PROVIDED MATERIAL

•••

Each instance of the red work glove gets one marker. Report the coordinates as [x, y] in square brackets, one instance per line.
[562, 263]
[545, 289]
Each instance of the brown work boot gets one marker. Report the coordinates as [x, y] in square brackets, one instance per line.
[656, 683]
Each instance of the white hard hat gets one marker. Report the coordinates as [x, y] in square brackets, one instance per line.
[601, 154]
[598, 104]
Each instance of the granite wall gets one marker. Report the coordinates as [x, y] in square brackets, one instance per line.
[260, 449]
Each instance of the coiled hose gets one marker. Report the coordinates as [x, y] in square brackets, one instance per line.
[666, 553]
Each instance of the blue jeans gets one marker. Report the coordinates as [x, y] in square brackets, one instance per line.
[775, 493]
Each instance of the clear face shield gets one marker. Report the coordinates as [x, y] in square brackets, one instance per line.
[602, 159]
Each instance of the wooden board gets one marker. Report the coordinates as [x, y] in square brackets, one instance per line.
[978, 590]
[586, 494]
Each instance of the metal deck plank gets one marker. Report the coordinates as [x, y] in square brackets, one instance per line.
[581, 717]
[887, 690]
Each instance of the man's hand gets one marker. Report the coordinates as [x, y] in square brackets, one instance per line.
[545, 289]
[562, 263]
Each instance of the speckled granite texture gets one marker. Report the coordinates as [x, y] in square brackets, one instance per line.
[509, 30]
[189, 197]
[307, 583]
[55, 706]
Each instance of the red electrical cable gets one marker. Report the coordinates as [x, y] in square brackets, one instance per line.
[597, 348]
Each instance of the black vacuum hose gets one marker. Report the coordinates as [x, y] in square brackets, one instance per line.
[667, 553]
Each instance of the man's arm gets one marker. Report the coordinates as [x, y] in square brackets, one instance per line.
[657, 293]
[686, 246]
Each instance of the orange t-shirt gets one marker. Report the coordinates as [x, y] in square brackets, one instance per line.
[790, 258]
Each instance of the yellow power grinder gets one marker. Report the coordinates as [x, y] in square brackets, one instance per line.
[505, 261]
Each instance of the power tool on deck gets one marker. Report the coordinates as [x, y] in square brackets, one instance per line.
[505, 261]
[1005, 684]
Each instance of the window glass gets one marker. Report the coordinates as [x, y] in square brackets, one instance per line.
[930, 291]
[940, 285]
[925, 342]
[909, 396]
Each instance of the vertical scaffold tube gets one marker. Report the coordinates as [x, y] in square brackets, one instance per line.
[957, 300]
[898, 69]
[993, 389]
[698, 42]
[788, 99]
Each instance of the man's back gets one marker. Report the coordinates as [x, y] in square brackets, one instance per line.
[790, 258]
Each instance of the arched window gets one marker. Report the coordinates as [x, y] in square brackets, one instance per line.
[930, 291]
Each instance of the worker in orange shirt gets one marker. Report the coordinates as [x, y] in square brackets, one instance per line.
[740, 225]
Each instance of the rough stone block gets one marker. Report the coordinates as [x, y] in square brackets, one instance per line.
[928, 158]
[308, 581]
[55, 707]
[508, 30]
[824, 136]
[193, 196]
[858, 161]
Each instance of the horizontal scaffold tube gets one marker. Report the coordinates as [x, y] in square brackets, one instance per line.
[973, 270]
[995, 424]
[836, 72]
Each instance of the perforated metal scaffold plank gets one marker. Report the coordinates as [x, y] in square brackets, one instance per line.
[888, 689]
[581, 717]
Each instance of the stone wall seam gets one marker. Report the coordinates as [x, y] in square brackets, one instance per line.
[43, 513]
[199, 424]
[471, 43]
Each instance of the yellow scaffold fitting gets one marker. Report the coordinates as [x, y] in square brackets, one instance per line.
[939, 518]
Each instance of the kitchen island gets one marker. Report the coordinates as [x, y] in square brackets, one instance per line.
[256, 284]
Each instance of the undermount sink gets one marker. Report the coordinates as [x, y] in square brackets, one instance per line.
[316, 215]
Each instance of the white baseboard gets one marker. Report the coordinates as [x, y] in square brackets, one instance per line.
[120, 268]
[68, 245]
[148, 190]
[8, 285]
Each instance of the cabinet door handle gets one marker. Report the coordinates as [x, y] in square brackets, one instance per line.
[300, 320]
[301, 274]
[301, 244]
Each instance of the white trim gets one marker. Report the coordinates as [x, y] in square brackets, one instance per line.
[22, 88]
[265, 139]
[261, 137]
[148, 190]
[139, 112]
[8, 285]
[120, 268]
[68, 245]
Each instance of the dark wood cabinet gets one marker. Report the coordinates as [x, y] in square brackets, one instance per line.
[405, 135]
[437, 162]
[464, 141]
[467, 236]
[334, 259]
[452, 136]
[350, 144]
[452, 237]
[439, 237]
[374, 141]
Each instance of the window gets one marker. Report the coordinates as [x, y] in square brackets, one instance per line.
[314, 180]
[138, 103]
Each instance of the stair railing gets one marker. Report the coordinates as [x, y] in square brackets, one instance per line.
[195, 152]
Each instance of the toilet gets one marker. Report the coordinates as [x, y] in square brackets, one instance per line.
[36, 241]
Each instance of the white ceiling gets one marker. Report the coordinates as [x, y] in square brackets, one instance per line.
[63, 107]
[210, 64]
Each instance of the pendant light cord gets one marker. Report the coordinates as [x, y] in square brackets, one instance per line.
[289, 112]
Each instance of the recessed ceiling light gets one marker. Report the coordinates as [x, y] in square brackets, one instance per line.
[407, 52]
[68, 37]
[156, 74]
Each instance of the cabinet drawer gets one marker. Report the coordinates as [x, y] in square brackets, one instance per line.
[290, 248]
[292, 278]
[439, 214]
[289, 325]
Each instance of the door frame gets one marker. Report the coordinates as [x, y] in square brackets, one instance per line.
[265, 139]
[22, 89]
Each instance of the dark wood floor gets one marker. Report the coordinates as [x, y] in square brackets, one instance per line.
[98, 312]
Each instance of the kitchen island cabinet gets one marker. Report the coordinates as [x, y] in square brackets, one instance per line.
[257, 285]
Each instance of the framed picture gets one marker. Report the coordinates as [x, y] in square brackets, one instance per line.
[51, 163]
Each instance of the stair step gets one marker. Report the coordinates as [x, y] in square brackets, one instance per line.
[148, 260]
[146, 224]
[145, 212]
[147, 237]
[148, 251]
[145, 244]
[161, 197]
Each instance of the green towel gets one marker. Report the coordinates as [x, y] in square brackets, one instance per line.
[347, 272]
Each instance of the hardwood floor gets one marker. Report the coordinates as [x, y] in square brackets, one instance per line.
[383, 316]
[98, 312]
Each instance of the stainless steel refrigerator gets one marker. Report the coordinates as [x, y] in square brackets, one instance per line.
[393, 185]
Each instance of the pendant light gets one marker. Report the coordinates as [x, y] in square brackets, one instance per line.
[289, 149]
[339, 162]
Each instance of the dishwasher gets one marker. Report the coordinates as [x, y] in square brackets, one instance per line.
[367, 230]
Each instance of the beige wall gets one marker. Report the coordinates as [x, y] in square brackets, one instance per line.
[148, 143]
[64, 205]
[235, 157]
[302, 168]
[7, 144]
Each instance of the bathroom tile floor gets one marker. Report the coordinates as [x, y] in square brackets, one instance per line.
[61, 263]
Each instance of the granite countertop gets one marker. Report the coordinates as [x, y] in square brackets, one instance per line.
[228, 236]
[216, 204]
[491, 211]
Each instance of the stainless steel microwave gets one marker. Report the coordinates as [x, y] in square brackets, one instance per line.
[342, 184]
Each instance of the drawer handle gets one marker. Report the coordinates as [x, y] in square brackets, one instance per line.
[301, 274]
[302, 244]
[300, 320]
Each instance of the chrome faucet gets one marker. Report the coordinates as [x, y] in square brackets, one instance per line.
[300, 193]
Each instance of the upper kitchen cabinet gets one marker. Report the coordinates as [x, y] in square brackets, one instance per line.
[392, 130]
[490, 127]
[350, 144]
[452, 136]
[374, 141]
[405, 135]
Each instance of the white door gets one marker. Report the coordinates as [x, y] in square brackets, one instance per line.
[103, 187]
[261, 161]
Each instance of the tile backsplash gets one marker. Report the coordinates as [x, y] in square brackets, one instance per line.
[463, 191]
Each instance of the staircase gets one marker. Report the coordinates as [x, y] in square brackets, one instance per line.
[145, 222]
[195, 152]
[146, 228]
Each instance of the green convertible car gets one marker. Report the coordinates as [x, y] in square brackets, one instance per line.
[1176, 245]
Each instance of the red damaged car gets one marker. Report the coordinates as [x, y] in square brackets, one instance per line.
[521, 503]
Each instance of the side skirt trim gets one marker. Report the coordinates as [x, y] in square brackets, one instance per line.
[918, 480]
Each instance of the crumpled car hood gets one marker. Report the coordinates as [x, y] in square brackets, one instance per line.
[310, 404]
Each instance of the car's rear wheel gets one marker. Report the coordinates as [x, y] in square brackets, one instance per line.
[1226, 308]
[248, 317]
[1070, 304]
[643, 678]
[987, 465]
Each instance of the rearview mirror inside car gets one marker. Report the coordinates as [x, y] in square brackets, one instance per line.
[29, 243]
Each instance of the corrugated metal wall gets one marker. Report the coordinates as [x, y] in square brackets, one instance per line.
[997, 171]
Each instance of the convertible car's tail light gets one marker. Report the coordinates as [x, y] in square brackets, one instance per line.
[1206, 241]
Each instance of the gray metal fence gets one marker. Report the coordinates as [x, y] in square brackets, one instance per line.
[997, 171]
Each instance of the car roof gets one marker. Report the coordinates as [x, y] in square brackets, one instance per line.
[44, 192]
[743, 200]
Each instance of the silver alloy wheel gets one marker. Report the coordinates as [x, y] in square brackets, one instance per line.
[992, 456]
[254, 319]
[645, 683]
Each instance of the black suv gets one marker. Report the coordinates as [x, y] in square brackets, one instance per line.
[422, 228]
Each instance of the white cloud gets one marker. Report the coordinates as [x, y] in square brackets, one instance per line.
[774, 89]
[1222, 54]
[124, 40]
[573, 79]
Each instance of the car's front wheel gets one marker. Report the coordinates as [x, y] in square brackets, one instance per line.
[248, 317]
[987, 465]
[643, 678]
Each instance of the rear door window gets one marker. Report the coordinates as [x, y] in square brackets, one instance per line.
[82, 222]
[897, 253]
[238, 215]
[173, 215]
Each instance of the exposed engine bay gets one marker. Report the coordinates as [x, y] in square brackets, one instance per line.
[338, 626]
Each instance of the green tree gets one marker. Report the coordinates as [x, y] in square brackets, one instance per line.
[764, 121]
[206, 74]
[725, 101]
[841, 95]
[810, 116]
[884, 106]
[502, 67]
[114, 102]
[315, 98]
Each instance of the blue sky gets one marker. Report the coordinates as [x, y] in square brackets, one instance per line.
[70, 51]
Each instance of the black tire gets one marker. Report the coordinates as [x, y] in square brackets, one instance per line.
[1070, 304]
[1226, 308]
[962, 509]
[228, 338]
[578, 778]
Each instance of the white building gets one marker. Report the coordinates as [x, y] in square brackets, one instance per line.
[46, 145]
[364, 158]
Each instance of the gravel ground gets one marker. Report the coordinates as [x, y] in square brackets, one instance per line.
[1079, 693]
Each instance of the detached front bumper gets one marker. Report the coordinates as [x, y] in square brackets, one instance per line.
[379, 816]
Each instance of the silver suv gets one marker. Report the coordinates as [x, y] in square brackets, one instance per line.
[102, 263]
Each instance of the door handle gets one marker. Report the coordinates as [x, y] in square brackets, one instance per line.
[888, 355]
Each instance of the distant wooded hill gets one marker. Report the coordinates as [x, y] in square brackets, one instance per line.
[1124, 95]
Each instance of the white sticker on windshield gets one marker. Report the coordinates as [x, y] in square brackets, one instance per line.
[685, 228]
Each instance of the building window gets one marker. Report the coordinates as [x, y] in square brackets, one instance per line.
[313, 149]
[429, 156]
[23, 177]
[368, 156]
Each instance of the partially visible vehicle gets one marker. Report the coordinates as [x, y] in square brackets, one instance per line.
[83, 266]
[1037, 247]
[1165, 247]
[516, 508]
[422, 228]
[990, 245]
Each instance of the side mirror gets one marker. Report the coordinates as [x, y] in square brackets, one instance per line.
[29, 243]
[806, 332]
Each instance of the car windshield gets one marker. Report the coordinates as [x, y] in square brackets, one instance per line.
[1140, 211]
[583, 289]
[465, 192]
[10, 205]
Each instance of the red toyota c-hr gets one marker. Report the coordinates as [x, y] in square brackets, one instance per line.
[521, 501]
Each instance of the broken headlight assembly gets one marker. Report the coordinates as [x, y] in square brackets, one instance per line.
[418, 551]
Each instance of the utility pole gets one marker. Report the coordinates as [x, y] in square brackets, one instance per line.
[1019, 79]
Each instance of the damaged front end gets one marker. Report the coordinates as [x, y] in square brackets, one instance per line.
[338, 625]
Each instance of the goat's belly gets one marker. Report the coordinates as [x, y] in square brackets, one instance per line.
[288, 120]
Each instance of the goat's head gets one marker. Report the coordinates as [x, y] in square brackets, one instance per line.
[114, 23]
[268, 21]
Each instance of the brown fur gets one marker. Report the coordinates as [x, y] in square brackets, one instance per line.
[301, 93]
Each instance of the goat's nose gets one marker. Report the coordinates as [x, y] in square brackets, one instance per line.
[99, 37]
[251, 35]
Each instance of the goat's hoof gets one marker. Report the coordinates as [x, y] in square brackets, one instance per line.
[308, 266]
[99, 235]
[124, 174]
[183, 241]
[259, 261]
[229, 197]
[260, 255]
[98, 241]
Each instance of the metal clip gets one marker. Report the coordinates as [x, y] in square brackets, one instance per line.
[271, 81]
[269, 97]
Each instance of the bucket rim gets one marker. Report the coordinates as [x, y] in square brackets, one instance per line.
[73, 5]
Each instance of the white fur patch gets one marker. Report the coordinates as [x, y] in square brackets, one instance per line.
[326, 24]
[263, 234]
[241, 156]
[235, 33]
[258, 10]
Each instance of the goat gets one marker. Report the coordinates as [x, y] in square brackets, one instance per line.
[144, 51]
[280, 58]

•••

Rename "power grinder" to "angle grinder" in the lines from the one containing "Each instance of the speckled" through the one containing "[1005, 684]", and reproduce only those lines with nothing else altered.

Each instance of the speckled granite texture gets one marker. Report the coordinates as [x, y] in square brackets, one instance per line.
[509, 30]
[189, 197]
[307, 583]
[55, 706]
Each instance of the red electrical cable gets one marker. Report the coordinates as [x, y] in square brackets, one instance per line.
[597, 348]
Each instance of the black vacuum hose gets one marker. Report the coordinates as [x, y] in square brackets, one instance per line.
[667, 553]
Each instance of the man's arm gets one marker. Report the coordinates as [x, y] in square brackets, one instance per line.
[657, 293]
[686, 246]
Each instance of the orange t-shirt gets one marker. Report the coordinates as [x, y] in square brackets, one instance per line.
[790, 258]
Each instance of the yellow angle grinder gets one marker. Report the coordinates as [x, y] in square brackets, one instance per line.
[505, 261]
Each instance of the power tool on deck gets one marker. Report the coordinates as [x, y] in square brackets, one instance per line.
[505, 261]
[1005, 684]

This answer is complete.